Jakarta, Kabarberita Indonesia – Penetapan Mantan Menteri Perdagangan, Thomas Lembong, sebagai tersangka kasus impor gula oleh Kejaksaan Agung membuka kembali perbincangan terkait industri gula dalam negeri. Kini, Indonesia menjadi negara nomor satu importir gula terbesar di dunia.
Berdasarkan data Departemen Pertanian AS, sampai Mei 2024, Indonesia mengimpor 5,55 juta ton gula. Fakta ini jelas memprihatinkan padahal dahulu Indonesia pada masa kolonial jadi negara eksportir gula terbesar nomor dua di dunia. Hanya kalah dari Kuba.
Tak sedikit pula perusahaan gula asal Indonesia saat itu yang menjadi perusahaan terbesar di dunia dan merajai pasar global. Setidaknya ada dua perusahaan gula Indonesia yang tercatat dalam sejarah merajai pasar dunia.
Keduanya sukses memanfaatkan baik kebijakan perkebunan gula pemerintah kolonial. Apa saja?
1. Oei Tiong Ham Concern (OTHC)
Perusahaan ini didirikan oleh pengusaha asal Semarang, Oei Tiong Ham, pada 1893. Oei mendirikan OTHC bermodalkan uang pinjaman dari pensiunan diplomat sebesar 300.000 gulden. Uang tersebut dipakai untuk membeli lima pabrik gula.
Sejarawan Yoshihara Kunio dalam “Oei Tiong Ham Concern: The First Business Empire of Southeast Asia” (1989) menjelaskan, pabrik gula yang dijalankan Oei menganut prinsip modernisasi. Dia membeli banyak alat produksi modern.
Lalu, dia juga menolak nepotisme. Di manajemen, dia enggan melibatkan keluarga tak kompeten dan lebih menggandeng ahli dari Eropa dan China. Singkat cerita, prinsip ini sukses membuat OTHC berjaya.

### Data yang Diberikan

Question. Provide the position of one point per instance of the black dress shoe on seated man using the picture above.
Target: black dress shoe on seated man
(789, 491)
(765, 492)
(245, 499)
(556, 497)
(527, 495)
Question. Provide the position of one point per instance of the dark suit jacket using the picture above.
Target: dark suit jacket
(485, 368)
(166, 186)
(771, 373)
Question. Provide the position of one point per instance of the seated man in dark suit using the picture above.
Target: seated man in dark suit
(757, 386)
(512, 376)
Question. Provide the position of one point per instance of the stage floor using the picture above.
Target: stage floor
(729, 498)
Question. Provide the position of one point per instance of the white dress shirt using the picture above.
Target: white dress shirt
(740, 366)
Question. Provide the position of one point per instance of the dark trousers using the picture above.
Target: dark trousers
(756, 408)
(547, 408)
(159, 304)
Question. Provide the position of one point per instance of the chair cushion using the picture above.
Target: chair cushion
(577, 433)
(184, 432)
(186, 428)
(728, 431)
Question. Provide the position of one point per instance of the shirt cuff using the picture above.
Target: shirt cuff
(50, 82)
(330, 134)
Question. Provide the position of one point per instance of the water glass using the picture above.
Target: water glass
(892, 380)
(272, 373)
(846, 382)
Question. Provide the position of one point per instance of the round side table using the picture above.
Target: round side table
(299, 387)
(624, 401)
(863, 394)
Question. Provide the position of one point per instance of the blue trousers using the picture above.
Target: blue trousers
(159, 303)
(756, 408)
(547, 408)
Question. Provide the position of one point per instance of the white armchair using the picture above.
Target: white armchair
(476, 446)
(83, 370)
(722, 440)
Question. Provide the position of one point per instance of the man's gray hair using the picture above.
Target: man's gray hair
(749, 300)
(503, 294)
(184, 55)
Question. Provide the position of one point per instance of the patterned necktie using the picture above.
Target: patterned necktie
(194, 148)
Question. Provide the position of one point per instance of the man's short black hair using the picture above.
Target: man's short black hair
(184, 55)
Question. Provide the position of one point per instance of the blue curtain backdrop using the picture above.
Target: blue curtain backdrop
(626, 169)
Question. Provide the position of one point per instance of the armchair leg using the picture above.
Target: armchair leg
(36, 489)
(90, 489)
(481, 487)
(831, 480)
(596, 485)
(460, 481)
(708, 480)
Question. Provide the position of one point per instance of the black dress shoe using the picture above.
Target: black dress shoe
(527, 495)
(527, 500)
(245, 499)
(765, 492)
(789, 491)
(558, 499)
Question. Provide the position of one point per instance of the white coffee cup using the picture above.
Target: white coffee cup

### Tugas Anda
(a) Salin tanpa perubahan bagian teks tentang sejarah industri gula, mulai dari "Tak sedikit pula" sampai dengan "merajai pasar dunia.".
(b) Menurut teks tentang sejarah industri gula, pada tahun berapa Oei Tiong Ham mendirikan OTHC?
(c) Terjemahkan kalimat "Uang tersebut dipakai untuk membeli lima pabrik gula." dari teks tentang sejarah industri gula ke dalam bahasa Inggris.

### Hasil
(a)
Tak sedikit pula perusahaan gula asal Indonesia saat itu yang menjadi perusahaan terbesar di dunia dan merajai pasar global. Setidaknya ada dua perusahaan gula Indonesia yang tercatat dalam sejarah merajai pasar dunia.

(b) Pada tahun 1893.

(c) The money was used to buy five sugar factories.